Given task 1:
Summarize the passage on stay-at-home parenting in two sentences.
Given task 2:
In the passage on stay-at-home parenting, rewrite the part between "Our own choreography" and "of the ordinary.", inclusive, substituting "routine" for "choreography".

Text segment:

▬▬▬

A new Gallup poll -- in which 60,000 U.S. women were interviewed -- indicates that stay-at-home moms report more depression, anger, and sadness than moms employed outside the home. They are also more likely to describe themselves as "struggling" and less likely to say they are "thriving." Stay-at-home moms are also less likely to report that they "learned something new today." As a friend of mine, who holds a doctorate in psychology, says: "When I was at home with the kids, I felt like I was earning a PhD in poop. It was brutal."
The poll only surveyed stay-at-home moms, but several candid conversations I've had with two stay-at-home dads suggest that they experience the same emotional struggles as their female counterparts. Parenting is arduous and often lonely. Despite our best efforts, many of us still feel like we're not doing a very good job. When we're not feeling guilty about that or wishing we had superhuman powers, we often feel like we're trapped in an Edvard Munch tableau. We admonish ourselves for feeling what we feel; we ought to be ever grateful for the opportunity to be home with our children. And I am grateful; I recognize that for many families neither parent has the luxury of staying home. But there's a certain weird quality to stay-at-home parenting that challenges rationality.
I once attended a friend's modern dance performance in which the troupe engaged in a type of dance move that she called "sloughing." Like a flake of dead skin peeling from a body, one dancer comes into contact with another one and then "sloughs" off onto the floor. The dance piece was, frankly, kind of weird. Although it made a big impression at the time -- not entirely positive, mind you -- I secreted it away in some nether region of the brain. There it stayed for 17 years. But recently I found myself mining this dormant memory when my incensed daughter adhered herself to my leg so that I couldn't walk and then slid down my appendage as if it were a firefighter's pole. I imagined us as participants in a modern dance performance -- and not actually part of a frustrating and odd parenting moment. Somehow this made the whole incident more bearable.
We continue to watch the site preparation for the new Aldi supermarket. As we enjoy the dance of the excavators each day, I think of our own building project. My kids and I are constructing a home together in which my love for them and their interests must blend with my desperate need to learn something new. This is why I sit at the construction site for a few minutes each morning and ponder how the whole marvelous, orderly project fits together.
Our own choreography is often awkward and is anything but straightforward. It careens towards bizarre in its banal repetition and is often coupled with my kids' unpredictable, frenzied outbursts of indignation. But this dance we do -- full of chunky and clunky movements -- has its own grace: an inimitable beauty found in the wonder of the ordinary.

▬▬▬

Stored records:
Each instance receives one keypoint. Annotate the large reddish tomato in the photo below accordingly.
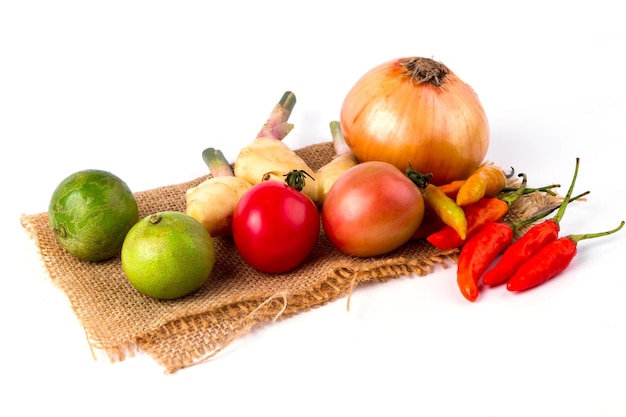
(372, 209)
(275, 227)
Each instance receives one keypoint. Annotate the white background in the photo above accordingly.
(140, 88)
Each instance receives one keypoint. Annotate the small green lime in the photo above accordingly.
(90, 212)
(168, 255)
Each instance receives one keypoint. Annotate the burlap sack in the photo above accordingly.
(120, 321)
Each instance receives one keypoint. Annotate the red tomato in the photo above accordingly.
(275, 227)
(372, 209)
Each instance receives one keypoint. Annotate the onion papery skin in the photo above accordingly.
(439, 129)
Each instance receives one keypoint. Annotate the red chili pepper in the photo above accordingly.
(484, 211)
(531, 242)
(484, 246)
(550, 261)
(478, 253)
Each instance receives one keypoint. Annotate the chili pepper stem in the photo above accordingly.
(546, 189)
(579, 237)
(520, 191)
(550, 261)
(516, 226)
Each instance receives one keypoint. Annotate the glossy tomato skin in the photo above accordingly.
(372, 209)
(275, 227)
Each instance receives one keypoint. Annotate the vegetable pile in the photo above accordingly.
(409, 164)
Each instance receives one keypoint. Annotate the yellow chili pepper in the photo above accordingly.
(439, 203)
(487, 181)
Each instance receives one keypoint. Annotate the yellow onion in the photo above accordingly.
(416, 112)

▬▬▬

Worked answer 1:
A Gallup poll of 60,000 U.S. women indicates that stay-at-home moms report more depression, anger, and sadness than moms employed outside the home, and the author's conversations with two stay-at-home dads suggest they face the same emotional struggles. Calling parenting arduous and often lonely, the author recalls how imagining a modern dance move called "sloughing" made a frustrating moment with a daughter more bearable, and finds in the family's awkward, repetitive choreography an inimitable beauty found in the wonder of the ordinary.

Worked answer 2:
Our own routine is often awkward and is anything but straightforward. It careens towards bizarre in its banal repetition and is often coupled with my kids' unpredictable, frenzied outbursts of indignation. But this dance we do -- full of chunky and clunky movements -- has its own grace: an inimitable beauty found in the wonder of the ordinary.